Quote, without change, all of the lines that follow.

» **Dataset records**:
━━━━━━━━━━━━━━━━━━━━━━━━━━━━━━
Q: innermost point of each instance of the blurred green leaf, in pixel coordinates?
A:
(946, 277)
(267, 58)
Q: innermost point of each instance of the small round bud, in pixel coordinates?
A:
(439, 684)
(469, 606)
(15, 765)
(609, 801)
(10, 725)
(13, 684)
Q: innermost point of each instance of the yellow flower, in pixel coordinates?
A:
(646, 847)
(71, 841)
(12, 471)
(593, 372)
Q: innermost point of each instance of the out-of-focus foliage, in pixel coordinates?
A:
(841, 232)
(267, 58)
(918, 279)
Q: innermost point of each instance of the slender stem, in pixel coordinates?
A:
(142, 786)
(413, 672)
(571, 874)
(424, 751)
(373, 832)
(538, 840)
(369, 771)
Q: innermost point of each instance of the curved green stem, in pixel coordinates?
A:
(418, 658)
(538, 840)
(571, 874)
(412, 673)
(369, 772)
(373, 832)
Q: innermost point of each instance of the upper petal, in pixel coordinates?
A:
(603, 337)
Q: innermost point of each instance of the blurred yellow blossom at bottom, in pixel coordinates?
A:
━━━━━━━━━━━━━━━━━━━━━━━━━━━━━━
» **Written reply**:
Q: innermost point of each instance of the blurred green leaf, in pixel coordinates?
A:
(946, 277)
(267, 58)
Q: innermost point of each instance of the small round bud, in pixel coordinates?
A:
(439, 684)
(469, 606)
(15, 765)
(609, 801)
(10, 725)
(13, 684)
Q: innermost point of each instance of the yellow flower, in pixel coordinates?
A:
(646, 847)
(71, 841)
(12, 471)
(593, 372)
Q: innermost point of each instance of the out-of-focus foliage, in pixel coordinates?
A:
(841, 232)
(267, 58)
(918, 279)
Q: innermost point of each instance of the slender stem, in pixel coordinates?
A:
(142, 786)
(413, 672)
(571, 874)
(424, 751)
(373, 832)
(538, 840)
(369, 771)
Q: innermost point of each instance of the curved green stem, in pixel coordinates?
A:
(418, 658)
(538, 840)
(571, 874)
(412, 673)
(369, 772)
(373, 832)
Q: innermost point of each instance of the upper petal, in pixel coordinates?
A:
(603, 337)
Q: innermost point of each instance of the blurred yellow blossom at bottom, in pixel coordinates?
A:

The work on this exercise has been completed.